## Requirement
The records follow. Retype them without a single change.

- - - - -

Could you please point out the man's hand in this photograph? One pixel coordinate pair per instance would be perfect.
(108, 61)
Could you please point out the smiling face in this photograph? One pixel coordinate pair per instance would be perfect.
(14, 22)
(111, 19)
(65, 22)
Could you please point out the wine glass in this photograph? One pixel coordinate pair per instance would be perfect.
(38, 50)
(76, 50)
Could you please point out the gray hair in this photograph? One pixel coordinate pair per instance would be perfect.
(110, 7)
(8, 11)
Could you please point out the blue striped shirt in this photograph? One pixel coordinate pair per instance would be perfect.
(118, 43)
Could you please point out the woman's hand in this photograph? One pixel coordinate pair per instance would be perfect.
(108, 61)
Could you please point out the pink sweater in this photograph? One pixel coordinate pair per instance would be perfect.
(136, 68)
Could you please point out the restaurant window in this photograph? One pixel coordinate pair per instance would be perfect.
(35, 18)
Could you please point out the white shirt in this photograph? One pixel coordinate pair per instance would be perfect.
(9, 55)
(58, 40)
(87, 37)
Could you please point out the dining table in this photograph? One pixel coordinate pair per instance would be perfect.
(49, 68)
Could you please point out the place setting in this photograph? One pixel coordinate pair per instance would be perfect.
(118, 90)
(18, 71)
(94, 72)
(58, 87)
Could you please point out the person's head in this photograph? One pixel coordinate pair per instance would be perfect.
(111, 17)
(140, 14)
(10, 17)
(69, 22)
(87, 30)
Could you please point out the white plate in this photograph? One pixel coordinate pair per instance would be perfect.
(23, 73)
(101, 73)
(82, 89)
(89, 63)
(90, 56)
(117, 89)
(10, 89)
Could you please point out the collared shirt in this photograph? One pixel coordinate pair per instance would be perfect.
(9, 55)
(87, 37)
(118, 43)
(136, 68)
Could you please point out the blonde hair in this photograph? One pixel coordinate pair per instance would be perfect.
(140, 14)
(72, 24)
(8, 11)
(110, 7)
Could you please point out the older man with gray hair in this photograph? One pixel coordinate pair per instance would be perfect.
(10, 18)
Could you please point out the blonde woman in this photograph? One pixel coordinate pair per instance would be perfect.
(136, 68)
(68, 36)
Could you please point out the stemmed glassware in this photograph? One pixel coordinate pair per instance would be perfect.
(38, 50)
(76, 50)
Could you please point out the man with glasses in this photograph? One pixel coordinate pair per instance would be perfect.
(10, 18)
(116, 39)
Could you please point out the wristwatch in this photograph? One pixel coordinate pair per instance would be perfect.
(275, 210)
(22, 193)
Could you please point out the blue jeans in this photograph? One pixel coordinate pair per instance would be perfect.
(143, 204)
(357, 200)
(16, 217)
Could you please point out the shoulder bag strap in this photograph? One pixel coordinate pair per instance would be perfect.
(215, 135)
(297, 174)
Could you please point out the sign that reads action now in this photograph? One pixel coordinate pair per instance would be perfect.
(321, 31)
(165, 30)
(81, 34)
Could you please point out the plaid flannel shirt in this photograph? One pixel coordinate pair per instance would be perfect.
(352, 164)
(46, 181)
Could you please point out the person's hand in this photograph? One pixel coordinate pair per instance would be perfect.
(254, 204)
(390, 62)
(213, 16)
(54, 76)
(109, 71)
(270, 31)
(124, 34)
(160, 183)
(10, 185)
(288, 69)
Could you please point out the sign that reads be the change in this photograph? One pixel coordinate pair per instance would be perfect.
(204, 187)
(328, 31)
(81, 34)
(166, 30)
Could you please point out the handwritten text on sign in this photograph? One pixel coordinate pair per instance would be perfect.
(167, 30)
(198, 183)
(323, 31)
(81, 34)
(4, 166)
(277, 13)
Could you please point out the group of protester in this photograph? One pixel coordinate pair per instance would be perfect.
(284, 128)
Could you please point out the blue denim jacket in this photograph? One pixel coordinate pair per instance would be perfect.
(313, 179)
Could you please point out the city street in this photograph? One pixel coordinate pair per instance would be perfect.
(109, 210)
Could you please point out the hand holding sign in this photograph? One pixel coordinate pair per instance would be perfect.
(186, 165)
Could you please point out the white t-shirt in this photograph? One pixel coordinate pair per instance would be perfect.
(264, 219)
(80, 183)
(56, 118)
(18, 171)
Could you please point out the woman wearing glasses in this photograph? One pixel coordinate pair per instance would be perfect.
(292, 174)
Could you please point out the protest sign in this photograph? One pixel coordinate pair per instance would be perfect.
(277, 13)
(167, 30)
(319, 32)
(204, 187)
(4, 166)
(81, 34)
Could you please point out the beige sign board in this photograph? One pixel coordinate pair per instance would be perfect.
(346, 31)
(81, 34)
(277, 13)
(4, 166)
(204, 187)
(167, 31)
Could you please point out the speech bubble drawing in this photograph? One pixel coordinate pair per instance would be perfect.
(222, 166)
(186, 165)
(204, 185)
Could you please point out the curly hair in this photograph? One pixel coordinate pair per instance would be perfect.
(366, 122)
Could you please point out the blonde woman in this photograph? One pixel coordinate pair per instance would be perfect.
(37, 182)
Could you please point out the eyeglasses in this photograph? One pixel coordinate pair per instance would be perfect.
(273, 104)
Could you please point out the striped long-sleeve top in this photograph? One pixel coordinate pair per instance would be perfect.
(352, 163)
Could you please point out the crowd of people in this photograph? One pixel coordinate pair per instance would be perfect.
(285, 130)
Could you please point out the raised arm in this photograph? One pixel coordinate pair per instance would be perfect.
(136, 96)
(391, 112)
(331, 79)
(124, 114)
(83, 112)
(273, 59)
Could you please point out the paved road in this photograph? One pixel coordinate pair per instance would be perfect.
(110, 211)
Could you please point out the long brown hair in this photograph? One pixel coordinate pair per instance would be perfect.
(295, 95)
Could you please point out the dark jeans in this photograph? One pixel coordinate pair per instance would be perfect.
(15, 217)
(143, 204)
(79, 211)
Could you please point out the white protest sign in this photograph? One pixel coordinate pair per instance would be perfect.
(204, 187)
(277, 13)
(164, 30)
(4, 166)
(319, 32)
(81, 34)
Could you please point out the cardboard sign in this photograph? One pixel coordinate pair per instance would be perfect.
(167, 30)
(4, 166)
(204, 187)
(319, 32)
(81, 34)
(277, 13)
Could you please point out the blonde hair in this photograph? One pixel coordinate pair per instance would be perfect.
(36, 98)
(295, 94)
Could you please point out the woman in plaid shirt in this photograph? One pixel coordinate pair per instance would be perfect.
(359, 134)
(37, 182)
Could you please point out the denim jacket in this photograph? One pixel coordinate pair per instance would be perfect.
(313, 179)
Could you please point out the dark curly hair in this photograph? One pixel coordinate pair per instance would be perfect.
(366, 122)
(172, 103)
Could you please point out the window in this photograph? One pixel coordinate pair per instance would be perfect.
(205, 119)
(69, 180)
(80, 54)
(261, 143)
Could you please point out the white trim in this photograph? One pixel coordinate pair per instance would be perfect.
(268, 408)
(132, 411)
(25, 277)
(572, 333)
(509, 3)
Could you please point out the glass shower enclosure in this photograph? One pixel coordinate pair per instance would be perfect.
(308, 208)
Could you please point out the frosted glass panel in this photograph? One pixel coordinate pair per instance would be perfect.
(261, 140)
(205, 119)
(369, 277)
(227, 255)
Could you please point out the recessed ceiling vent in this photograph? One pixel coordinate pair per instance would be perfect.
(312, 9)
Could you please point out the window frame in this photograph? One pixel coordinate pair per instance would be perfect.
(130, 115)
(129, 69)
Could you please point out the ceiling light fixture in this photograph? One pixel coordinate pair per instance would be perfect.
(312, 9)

- - - - -

## Exercise answer
Could you please point out the man's hand in this photograph? One pixel coordinate pair per instance would be perfect.
(108, 61)
Could you please point out the smiling face in this photograph? One pixel coordinate pair per instance would be perfect.
(14, 22)
(111, 19)
(65, 22)
Could you please point out the wine glass in this photograph? One pixel coordinate pair per instance would be perfect.
(38, 50)
(76, 50)
Could you please point out the gray hair in this photograph? One pixel coordinate pair per instance would be perfect.
(110, 7)
(8, 11)
Could you please point out the blue striped shirt in this photograph? One pixel coordinate pair per instance would be perfect.
(118, 43)
Could you please point out the woman's hand in this photograph? One pixel coordinate pair per instance would be perfect.
(108, 61)
Could you please point out the pink sweater in this photograph? One pixel coordinate pair per instance would be perfect.
(136, 68)
Could you please point out the restaurant window in this photograph? One pixel coordinate pair per instance would be perfect.
(35, 18)
Could you please point out the white shirt in this photograph? One pixel coordinate pair per instance would be perfect.
(9, 55)
(58, 40)
(87, 37)
Could you please point out the dining table in this photograph? One pixel coordinate pair per instance would be perfect.
(49, 68)
Could you please point out the place setting in this photograph? One pixel coordinate pair per instance would be perfect.
(118, 90)
(18, 71)
(94, 72)
(58, 87)
Could you please point out the person's head in this photograph? One pixel coordinate pair per instance would be perfect.
(111, 17)
(140, 14)
(10, 17)
(69, 22)
(87, 30)
Could you please point out the white plate in this photograph? One pixel coordinate pair per instance would be perfect.
(23, 73)
(101, 73)
(82, 89)
(89, 63)
(90, 56)
(117, 89)
(10, 89)
Could you please point out the collared shirt in this photograph? One pixel coordinate pair per instance would be perfect.
(9, 55)
(87, 37)
(118, 43)
(136, 68)
Could you please point out the blonde hair in this photograph? One pixel coordinate pair per instance would be perfect.
(140, 14)
(72, 24)
(8, 11)
(110, 7)
Could you please point out the older man with gray hair in this photograph? One pixel coordinate pair per instance would be perfect.
(10, 18)
Could you please point out the blonde woman in this photograph? One pixel coordinate pair per instance would be perfect.
(136, 68)
(68, 36)
Could you please point out the stemmed glassware in this photograph? One pixel coordinate pair per instance would be perfect.
(38, 50)
(76, 50)
Could you please point out the man with glasses in this photograph? One pixel coordinate pair per instance would be perfect.
(10, 18)
(116, 39)
Could you please point out the wristwatch in this photograph? One pixel coordinate pair per instance would be perfect.
(275, 210)
(22, 193)
Could you please point out the blue jeans in this photograph? One pixel coordinate pair per instance would be perfect.
(143, 204)
(357, 200)
(16, 217)
Could you please point out the shoulder bag strap in this photograph? One pixel coordinate pair per instance would be perfect.
(215, 135)
(297, 174)
Could you please point out the sign that reads action now in this photograph? One pixel coordinate pair per instance would be perfect.
(321, 31)
(165, 30)
(81, 34)
Could you please point out the plaid flannel shirt in this photograph? One pixel coordinate pair per instance would be perfect.
(352, 164)
(46, 181)
Could you please point out the person's hand in this photograph? One pixel coordinate pair per instance would be perfect.
(254, 204)
(390, 62)
(213, 16)
(54, 76)
(109, 71)
(270, 31)
(124, 34)
(160, 183)
(10, 185)
(288, 69)
Could you please point out the sign that reads be the change in this photograph? One pixel coordinate pair per instance would be perfect.
(204, 187)
(328, 31)
(81, 34)
(166, 30)
Could you please point out the handwritten text on sign in this photograph? One pixel coordinate pair per instance would be perfect.
(167, 30)
(198, 183)
(323, 31)
(81, 34)
(4, 166)
(277, 13)
Could you please point out the group of protester in this photograph? One pixel coordinate pair per instance would be perfect.
(284, 128)
Could you please point out the blue denim jacket in this photograph? One pixel coordinate pair per instance would be perfect.
(313, 179)
Could you please point out the city street in this photograph? One pixel coordinate pair per instance would be perfect.
(109, 210)
Could you please point out the hand holding sign in this photograph? One pixel coordinate pair per instance would be perfect.
(186, 165)
Could you please point out the white t-shirt in this photograph? One pixel coordinate pair per instance would be perfect.
(264, 219)
(80, 183)
(56, 118)
(18, 171)
Could you please point out the woman wearing glasses in this photograph? One pixel coordinate pair per instance would be perfect.
(292, 174)
Could you please point out the protest sign in this photograph? One pixel coordinate pair per instance would be perfect.
(277, 13)
(167, 30)
(319, 32)
(204, 187)
(4, 166)
(81, 34)
Could you please point out the beige sign board in this photograph? One pixel coordinate pair per instance would be perfect.
(346, 31)
(81, 34)
(277, 13)
(4, 166)
(204, 187)
(167, 31)
Could you please point out the speech bubble drawing in this photograph? One pixel coordinate pair per instance would be perfect.
(222, 166)
(186, 165)
(204, 185)
Could you please point out the curly hair in this photograph? One pixel coordinate pair per instance would be perfect.
(366, 122)
Could you please point out the blonde woman in this photograph? One pixel coordinate pair per instance would be perfect.
(37, 182)
Could you please point out the eyeglasses in this photograph? One pixel coordinate pair per instance would be perfect.
(273, 104)
Could you please point out the striped long-sleeve top in this photograph? One pixel coordinate pair per instance would be perfect.
(352, 163)
Could you please point out the crowd of people in this photograph? One pixel coordinate pair per instance would be perfect.
(285, 130)
Could you please point out the raised arm in this photograph? One pixel coordinate pair per instance would be perfect.
(136, 96)
(391, 112)
(331, 79)
(124, 114)
(83, 112)
(273, 59)
Could you please point out the paved road in this photograph? One pixel coordinate pair per instance would be perfect.
(110, 211)
Could you please point out the long brown hair in this photograph? One pixel coordinate pair per instance would be perfect.
(295, 95)
Could you please point out the dark jeans in this photograph? One pixel coordinate pair per instance would be perfect.
(15, 217)
(143, 204)
(79, 211)
Could you please point out the white protest sign in this photograph? One pixel coordinate pair per instance would be perfect.
(204, 187)
(277, 13)
(164, 30)
(4, 166)
(319, 32)
(81, 34)
Could you please point out the cardboard sign in this photograph? One pixel coordinate pair per instance would be perfect.
(167, 30)
(4, 166)
(204, 187)
(319, 32)
(81, 34)
(277, 13)
Could you please point out the blonde hair in this photograph? One pixel coordinate pair per instance would be perfect.
(36, 98)
(295, 94)
Could you please point out the woman in plaid shirt in this photograph? One pixel coordinate pair per instance would be perfect.
(359, 134)
(37, 182)
Could you please point out the denim jacket in this photograph? One pixel coordinate pair per instance would be perfect.
(313, 179)
Could you please point out the dark curly hair in this photograph? One pixel coordinate pair per instance would be perfect.
(366, 122)
(172, 103)
Could you please point out the window in this photograph? One pixel coordinate pair per instance would be perfect.
(205, 119)
(69, 180)
(80, 54)
(261, 143)
Could you please point out the white trim in this photograph? One pixel coordinate pair per instance would be perfect.
(268, 408)
(132, 411)
(25, 277)
(572, 333)
(509, 3)
Could you please point out the glass shower enclosure in this photograph? One pixel coordinate pair per instance would be perfect.
(308, 208)
Could you please point out the frosted glass panel in this photograph? One pixel coordinate pair per instance would be perfect.
(261, 140)
(205, 119)
(369, 277)
(227, 255)
Could you please point out the recessed ceiling vent in this photograph? One pixel coordinate pair per instance would be perfect.
(312, 9)
Could you please point out the window frame in this photograph? One pixel coordinate pair per instance would be perfect.
(130, 115)
(129, 69)
Could you please point out the ceiling light fixture in this photograph? One pixel coordinate pair per instance would be perfect.
(312, 9)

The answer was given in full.